## Task goal
Say how many lines in the following entries include "berry", and add nothing else.

Task inputs: Begin

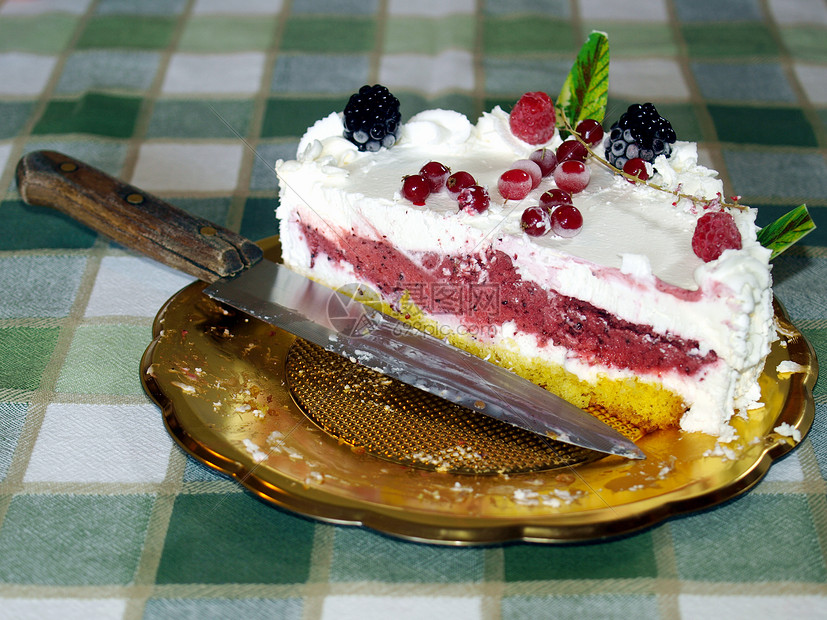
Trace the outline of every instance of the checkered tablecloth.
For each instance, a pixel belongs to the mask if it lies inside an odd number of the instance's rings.
[[[827,617],[827,428],[749,493],[590,544],[450,548],[317,523],[189,458],[138,364],[190,280],[24,205],[56,149],[251,238],[279,157],[364,83],[404,118],[559,92],[592,29],[609,116],[654,101],[759,223],[827,351],[824,0],[0,0],[0,618]],[[825,358],[827,359],[827,358]]]

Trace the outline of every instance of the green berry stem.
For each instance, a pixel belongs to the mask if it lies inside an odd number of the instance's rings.
[[[696,205],[698,205],[700,207],[709,207],[713,204],[713,202],[716,202],[716,204],[718,206],[721,206],[721,207],[729,207],[729,208],[732,208],[732,209],[740,209],[742,211],[744,211],[746,209],[749,209],[749,207],[747,207],[745,205],[739,205],[737,203],[724,202],[722,200],[717,200],[717,199],[702,200],[702,199],[698,198],[697,196],[691,196],[690,194],[684,194],[684,193],[679,192],[679,191],[668,190],[665,187],[661,187],[660,185],[657,185],[656,183],[652,183],[651,181],[644,181],[642,179],[639,179],[636,176],[632,176],[631,174],[623,172],[623,170],[621,170],[620,168],[616,168],[615,166],[610,164],[608,161],[603,159],[600,155],[595,153],[594,150],[592,150],[592,148],[586,143],[586,141],[583,140],[583,138],[581,138],[577,134],[577,132],[574,131],[571,124],[569,123],[569,119],[566,118],[565,112],[563,112],[561,110],[561,111],[559,111],[559,113],[560,113],[560,116],[563,120],[563,124],[565,125],[566,129],[569,131],[569,133],[571,133],[571,135],[574,136],[575,140],[577,140],[580,144],[582,144],[583,146],[586,147],[586,150],[589,152],[589,155],[594,157],[595,161],[597,161],[599,164],[601,164],[601,165],[605,166],[606,168],[608,168],[609,170],[611,170],[614,174],[619,174],[620,176],[624,177],[629,182],[646,185],[647,187],[651,187],[652,189],[656,189],[658,191],[667,193],[670,196],[675,196],[678,200],[680,200],[681,198],[684,198],[686,200],[689,200],[689,201],[695,203]],[[677,203],[677,201],[676,201],[676,203]]]

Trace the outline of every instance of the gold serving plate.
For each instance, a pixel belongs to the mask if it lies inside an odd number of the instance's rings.
[[[278,260],[276,237],[261,246]],[[734,420],[738,438],[659,431],[637,441],[647,458],[629,461],[422,400],[212,301],[204,286],[158,313],[144,388],[189,454],[263,500],[331,523],[451,545],[626,534],[743,493],[797,445],[793,429],[803,438],[813,422],[817,361],[777,303],[764,406]],[[778,374],[782,361],[795,372]]]

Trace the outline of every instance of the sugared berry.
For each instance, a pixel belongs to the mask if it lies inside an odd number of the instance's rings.
[[[557,167],[557,154],[552,149],[537,149],[528,158],[540,166],[540,172],[547,177]]]
[[[531,177],[531,189],[537,187],[543,179],[543,171],[540,169],[540,165],[536,161],[531,161],[530,159],[518,159],[511,164],[511,167],[528,172],[528,176]]]
[[[488,191],[479,185],[466,187],[457,194],[459,208],[468,213],[482,213],[488,208]]]
[[[430,193],[431,187],[428,184],[428,179],[421,174],[411,174],[402,180],[402,197],[417,206],[423,206]]]
[[[724,211],[711,211],[698,218],[692,235],[695,255],[708,263],[729,249],[741,249],[741,233],[732,215]]]
[[[525,93],[508,117],[511,133],[529,144],[545,144],[554,136],[554,102],[546,93]]]
[[[566,140],[557,147],[557,165],[570,159],[577,161],[586,161],[589,152],[586,147],[580,144],[577,140]]]
[[[399,99],[381,84],[362,86],[344,110],[344,137],[360,151],[391,147],[399,133]]]
[[[577,123],[577,135],[589,146],[597,146],[603,140],[603,126],[593,118]]]
[[[431,188],[431,193],[435,194],[445,187],[445,181],[448,180],[448,175],[451,174],[451,171],[447,166],[444,166],[438,161],[429,161],[427,164],[422,166],[419,170],[419,174],[428,179],[428,185]]]
[[[540,196],[540,206],[551,213],[561,205],[571,204],[571,192],[564,189],[550,189]]]
[[[652,163],[658,155],[669,157],[676,140],[672,124],[658,114],[654,105],[635,103],[612,125],[606,159],[621,170],[635,157]]]
[[[588,166],[582,161],[568,160],[554,169],[554,182],[557,187],[576,194],[586,189],[591,179]]]
[[[506,170],[497,181],[497,189],[506,200],[522,200],[531,191],[531,175],[519,168]]]
[[[630,159],[623,164],[623,172],[630,174],[633,177],[637,177],[641,181],[645,181],[649,178],[649,171],[646,169],[646,162],[640,157]]]
[[[445,181],[445,187],[447,187],[448,191],[452,194],[456,194],[460,190],[463,190],[466,187],[471,187],[472,185],[476,184],[477,182],[471,175],[471,173],[465,172],[465,170],[455,172],[454,174],[448,177],[447,181]]]
[[[573,205],[561,205],[551,213],[551,230],[559,237],[574,237],[583,228],[583,215]]]
[[[528,207],[520,217],[520,228],[532,237],[547,235],[551,232],[551,216],[540,206]]]

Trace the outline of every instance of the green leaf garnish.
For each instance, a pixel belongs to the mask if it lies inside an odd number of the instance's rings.
[[[587,118],[597,122],[606,115],[609,92],[609,39],[594,31],[577,53],[563,90],[557,97],[557,128],[566,131],[565,120],[572,127]]]
[[[772,260],[804,235],[815,230],[815,227],[815,222],[807,211],[807,205],[801,205],[759,230],[758,242],[772,250]]]

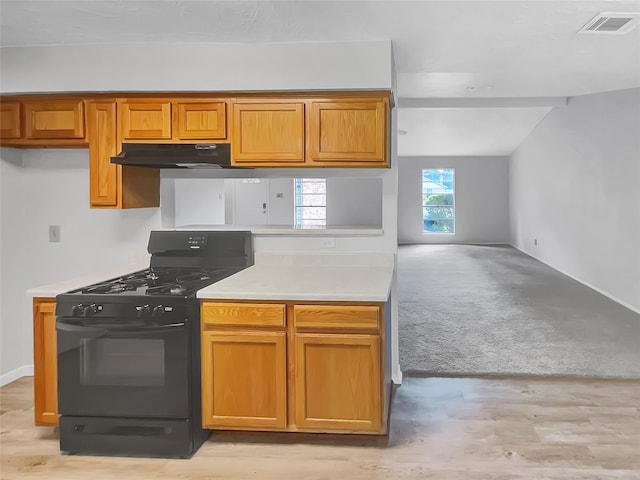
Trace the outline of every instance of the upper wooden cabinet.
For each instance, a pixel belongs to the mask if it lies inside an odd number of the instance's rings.
[[[388,167],[388,97],[237,99],[232,163],[247,167]]]
[[[122,142],[205,143],[227,137],[224,100],[128,98],[119,104]]]
[[[40,97],[43,97],[42,95]],[[82,147],[87,145],[85,100],[21,98],[0,103],[2,145]]]
[[[304,103],[233,105],[232,160],[261,167],[303,164]]]
[[[115,165],[111,157],[120,150],[115,100],[90,102],[89,198],[93,208],[160,206],[160,171]]]
[[[118,205],[119,166],[111,163],[116,155],[116,103],[92,102],[89,104],[89,195],[91,206],[115,207]]]
[[[209,140],[227,137],[225,102],[183,100],[175,102],[178,140]]]
[[[9,140],[22,136],[20,102],[0,103],[0,139]]]
[[[84,139],[84,101],[25,103],[25,137]]]
[[[170,140],[171,102],[125,100],[120,106],[122,141]]]
[[[309,163],[317,166],[388,165],[385,100],[312,101],[307,118]]]

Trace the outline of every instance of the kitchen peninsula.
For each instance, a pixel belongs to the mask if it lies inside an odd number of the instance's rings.
[[[393,269],[391,254],[258,254],[199,291],[203,422],[386,433]]]
[[[387,433],[394,255],[257,253],[255,260],[197,292],[203,426]],[[55,295],[85,280],[27,293],[48,297],[51,323]],[[44,319],[38,316],[42,302],[34,299],[36,327]],[[55,360],[55,351],[42,352],[44,345],[55,348],[55,329],[41,331],[36,359]],[[53,410],[38,424],[57,422],[54,367],[36,371],[35,383],[41,386],[38,373],[46,372],[48,391],[42,398],[49,399],[48,404],[38,401],[36,391],[36,404]]]

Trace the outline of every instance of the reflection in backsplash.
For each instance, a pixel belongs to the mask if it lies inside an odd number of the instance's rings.
[[[382,179],[176,178],[175,225],[382,227]]]

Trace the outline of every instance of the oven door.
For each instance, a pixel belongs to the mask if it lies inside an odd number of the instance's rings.
[[[188,417],[188,323],[57,318],[60,414]]]

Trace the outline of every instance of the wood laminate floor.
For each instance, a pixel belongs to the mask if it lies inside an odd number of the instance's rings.
[[[640,381],[409,378],[387,442],[217,433],[190,460],[62,456],[32,378],[0,389],[0,478],[640,480]]]

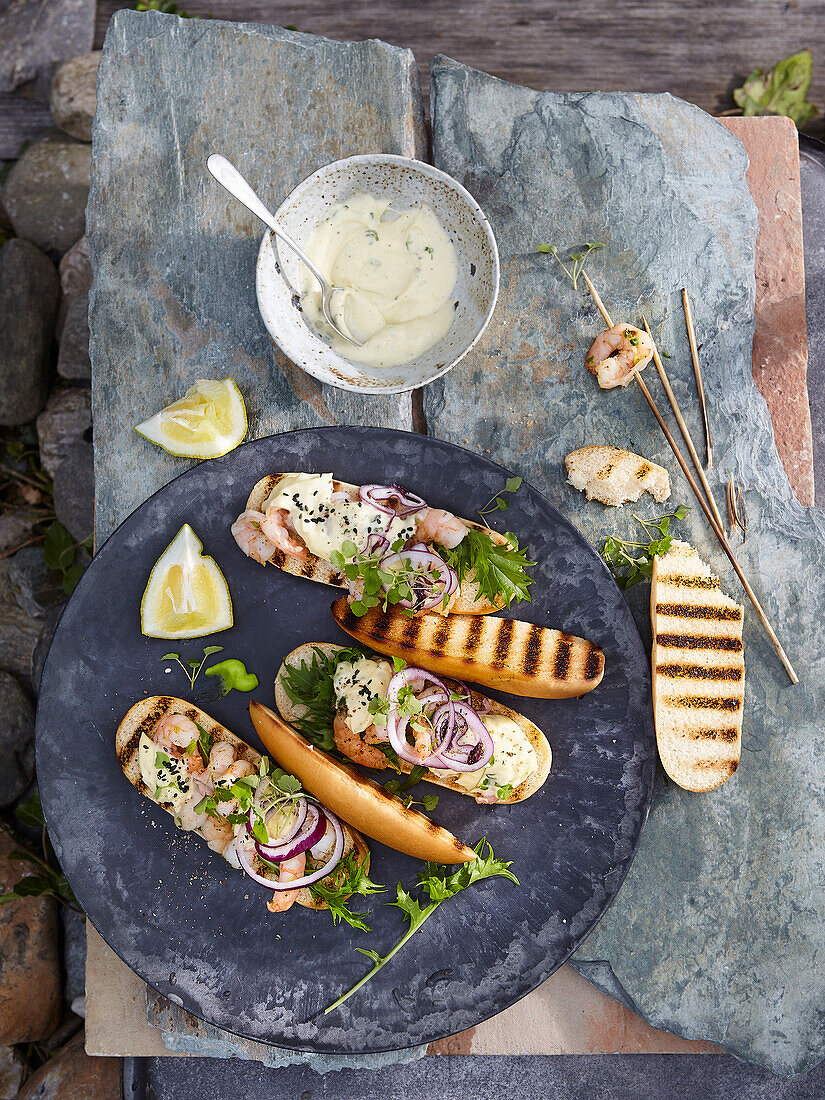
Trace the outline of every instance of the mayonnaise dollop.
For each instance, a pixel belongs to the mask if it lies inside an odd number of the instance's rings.
[[[396,213],[386,199],[354,195],[332,207],[304,244],[310,259],[333,286],[336,324],[356,347],[329,327],[321,291],[312,274],[301,274],[307,320],[333,350],[373,367],[398,367],[443,339],[453,323],[458,260],[450,238],[426,204]]]
[[[493,738],[493,757],[475,772],[443,772],[470,794],[494,790],[496,794],[520,787],[538,769],[536,750],[524,730],[504,714],[482,714],[481,720]]]

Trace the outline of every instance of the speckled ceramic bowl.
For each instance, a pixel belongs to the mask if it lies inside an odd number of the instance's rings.
[[[276,218],[303,244],[331,207],[359,191],[391,198],[398,209],[432,208],[458,255],[455,319],[443,340],[400,367],[354,363],[326,344],[304,319],[298,286],[301,261],[267,231],[258,252],[258,306],[270,336],[293,363],[331,386],[360,393],[402,393],[425,386],[463,359],[484,332],[498,297],[498,249],[472,195],[430,164],[390,154],[336,160],[299,183]]]

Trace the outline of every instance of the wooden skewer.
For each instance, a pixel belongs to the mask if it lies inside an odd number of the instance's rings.
[[[705,401],[705,387],[702,384],[702,364],[699,362],[699,349],[696,347],[696,334],[693,331],[693,313],[690,309],[688,292],[682,287],[682,306],[685,311],[685,324],[687,325],[688,343],[690,355],[693,359],[693,373],[696,375],[696,389],[699,393],[699,408],[702,410],[702,419],[705,422],[705,448],[708,454],[708,469],[713,466],[713,445],[710,441],[710,419],[708,418],[708,406]]]
[[[673,409],[673,415],[676,417],[676,423],[679,425],[679,430],[682,433],[682,438],[687,444],[687,449],[690,452],[690,457],[693,460],[693,465],[696,467],[696,473],[699,475],[699,480],[702,482],[702,488],[705,490],[705,496],[708,499],[708,504],[713,510],[714,519],[720,527],[723,527],[724,524],[722,523],[722,513],[717,507],[716,501],[713,497],[713,493],[710,489],[710,485],[708,484],[708,479],[707,477],[705,477],[705,471],[702,469],[702,463],[699,461],[699,455],[697,454],[696,448],[693,445],[693,438],[688,431],[688,426],[685,423],[685,418],[682,416],[682,410],[679,408],[679,402],[676,400],[675,393],[670,388],[670,381],[665,371],[664,363],[659,357],[659,352],[656,349],[656,344],[653,342],[653,333],[650,331],[650,326],[647,323],[647,317],[645,317],[644,314],[642,314],[642,321],[644,322],[645,332],[650,337],[651,344],[653,344],[653,362],[656,364],[656,370],[659,372],[659,377],[662,380],[662,385],[665,387],[665,393],[667,394],[667,399],[670,402],[670,407],[671,409]]]
[[[613,321],[610,318],[610,314],[607,312],[607,310],[604,307],[604,302],[599,297],[599,292],[596,290],[596,288],[591,283],[590,279],[587,276],[587,272],[583,271],[582,276],[584,278],[584,281],[587,283],[587,289],[593,295],[593,301],[596,303],[596,306],[599,310],[599,313],[601,313],[602,317],[604,318],[605,323],[607,324],[607,327],[608,328],[613,328]],[[647,386],[645,385],[644,381],[642,380],[642,378],[639,376],[638,373],[636,373],[633,377],[636,380],[636,382],[638,383],[639,389],[644,394],[645,401],[647,401],[648,405],[650,406],[650,411],[656,417],[656,420],[659,423],[659,427],[662,429],[662,431],[664,433],[664,436],[665,436],[665,439],[668,441],[668,444],[670,445],[670,449],[673,451],[673,454],[676,457],[676,461],[679,463],[679,466],[682,469],[682,473],[688,479],[688,483],[689,483],[691,489],[693,490],[696,499],[699,501],[699,504],[702,508],[702,511],[705,513],[705,518],[707,519],[708,523],[712,527],[713,533],[716,535],[717,539],[719,540],[719,544],[721,545],[722,549],[725,551],[725,554],[727,555],[728,560],[730,561],[731,565],[733,566],[734,570],[736,571],[737,577],[742,582],[742,587],[747,592],[748,599],[753,604],[753,606],[756,610],[756,613],[760,618],[762,626],[764,626],[768,637],[770,638],[771,642],[773,643],[773,648],[776,650],[777,654],[779,655],[779,659],[782,662],[782,664],[784,665],[785,671],[787,672],[788,676],[791,679],[791,683],[792,684],[798,684],[799,683],[799,677],[797,676],[796,672],[794,671],[794,667],[791,664],[790,660],[788,659],[787,653],[782,648],[782,643],[777,638],[776,632],[774,631],[773,627],[771,626],[770,620],[768,619],[768,616],[765,614],[764,608],[762,607],[762,604],[759,602],[759,599],[758,599],[756,593],[751,588],[750,583],[748,581],[748,578],[742,572],[742,568],[739,565],[739,562],[736,560],[736,556],[735,556],[733,550],[730,547],[730,543],[727,540],[725,532],[722,530],[721,526],[716,522],[716,519],[715,519],[713,513],[710,510],[710,506],[708,505],[707,501],[705,500],[704,496],[702,495],[702,492],[699,488],[699,485],[696,482],[696,479],[694,478],[693,474],[688,469],[688,465],[685,462],[684,458],[682,457],[682,452],[679,450],[679,444],[673,438],[673,435],[671,434],[670,428],[668,428],[667,424],[664,422],[664,420],[662,418],[662,414],[659,412],[659,409],[656,406],[656,402],[653,400],[653,397],[650,394],[650,390],[647,388]]]

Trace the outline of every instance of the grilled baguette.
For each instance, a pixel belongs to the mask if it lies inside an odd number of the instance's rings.
[[[346,600],[336,600],[332,614],[378,653],[513,695],[569,699],[592,691],[604,675],[604,653],[592,642],[516,619],[428,612],[411,619],[379,608],[359,619]]]
[[[284,665],[288,665],[290,668],[300,668],[301,665],[309,664],[312,661],[314,650],[320,650],[324,656],[330,657],[333,653],[341,649],[343,649],[343,646],[335,645],[333,642],[305,642],[303,645],[298,646],[297,649],[293,649],[291,653],[287,653],[275,677],[275,705],[281,712],[281,717],[285,722],[300,721],[306,714],[306,707],[301,706],[300,703],[294,703],[287,694],[283,685]],[[471,694],[472,705],[476,708],[480,707],[486,697],[480,695],[477,691],[473,691]],[[517,726],[521,727],[527,736],[527,740],[533,746],[533,751],[536,754],[536,760],[538,762],[536,771],[532,775],[529,775],[523,783],[520,783],[507,798],[492,802],[490,805],[505,806],[511,802],[523,802],[525,798],[529,798],[531,794],[535,794],[536,791],[543,786],[544,781],[550,774],[550,768],[553,763],[553,753],[550,749],[550,743],[539,727],[531,722],[529,718],[525,718],[523,714],[519,714],[518,711],[505,706],[504,703],[499,703],[497,699],[487,699],[486,702],[488,704],[488,714],[502,714],[506,718],[512,719]],[[412,771],[412,765],[408,764],[406,760],[399,760],[398,766],[402,771],[406,772],[407,775]],[[460,783],[456,783],[454,779],[445,778],[443,774],[439,774],[437,769],[428,769],[426,775],[422,778],[427,783],[435,783],[439,787],[447,787],[451,791],[458,791],[459,794],[469,794],[470,797],[472,797],[472,791],[467,791]]]
[[[271,496],[278,483],[287,476],[288,474],[281,473],[268,474],[267,477],[262,477],[249,494],[246,502],[247,510],[262,512],[266,500]],[[351,500],[358,499],[357,485],[349,485],[345,481],[333,481],[332,485],[336,492],[347,493]],[[499,534],[498,531],[491,531],[488,527],[484,527],[480,523],[474,523],[469,519],[463,519],[462,523],[466,523],[468,527],[475,527],[476,530],[486,531],[500,546],[509,545],[504,535]],[[306,561],[298,561],[297,558],[285,554],[283,550],[276,550],[270,561],[285,573],[291,573],[295,577],[306,577],[307,580],[318,581],[320,584],[330,584],[335,588],[346,588],[346,581],[340,569],[336,569],[330,562],[316,557],[315,554],[310,554]],[[461,582],[461,587],[449,610],[451,614],[458,615],[489,615],[492,611],[500,611],[504,604],[503,597],[497,603],[492,603],[486,596],[482,596],[473,574],[469,573]]]
[[[688,791],[710,791],[739,763],[745,662],[743,607],[692,546],[673,542],[653,562],[653,711],[665,771]]]
[[[123,773],[126,778],[133,787],[137,787],[140,793],[145,795],[150,802],[154,802],[156,806],[160,806],[170,814],[174,813],[171,803],[157,801],[153,793],[143,782],[140,774],[138,745],[140,743],[141,734],[145,733],[151,735],[152,730],[158,722],[167,714],[182,714],[186,718],[191,718],[193,722],[197,722],[202,729],[211,734],[216,743],[219,741],[227,741],[235,750],[236,759],[248,760],[250,764],[254,764],[257,768],[261,759],[261,754],[247,745],[245,741],[242,741],[240,737],[236,737],[234,733],[230,733],[225,726],[220,724],[220,722],[216,722],[214,718],[210,718],[208,714],[202,711],[200,707],[196,707],[194,703],[187,703],[184,699],[176,699],[172,695],[153,695],[148,699],[141,699],[139,703],[135,703],[135,705],[127,711],[123,721],[118,726],[117,733],[115,734],[115,751],[117,752],[117,758],[120,761],[120,766],[123,768]],[[359,863],[363,863],[369,868],[370,851],[364,838],[360,833],[357,833],[355,829],[351,828],[343,821],[341,822],[341,826],[344,830],[344,856],[348,855],[354,848]],[[201,837],[201,839],[204,839],[201,829],[195,829],[194,832],[197,836]],[[322,881],[326,882],[327,879],[334,880],[334,877],[335,871],[332,871],[331,874],[322,879]],[[327,908],[325,901],[320,901],[313,897],[308,886],[304,886],[298,891],[295,900],[306,909]]]
[[[661,504],[670,496],[670,475],[664,466],[618,447],[580,447],[564,460],[567,480],[588,500],[620,508],[644,492]]]

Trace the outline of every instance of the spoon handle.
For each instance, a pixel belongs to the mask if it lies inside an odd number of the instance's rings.
[[[267,210],[235,165],[231,164],[226,157],[222,157],[220,153],[212,153],[206,161],[206,167],[221,187],[225,187],[230,195],[242,202],[247,210],[251,210],[265,225],[268,225],[276,237],[282,240],[284,244],[289,245],[293,252],[307,265],[323,289],[326,286],[324,276],[300,245],[296,244],[292,237],[278,225],[273,215]]]

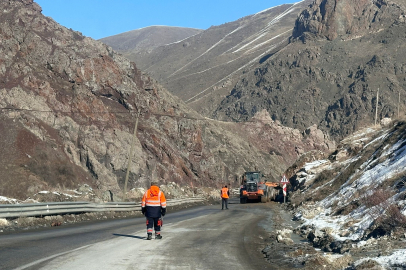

Task inputs: End

## Solved exercise
2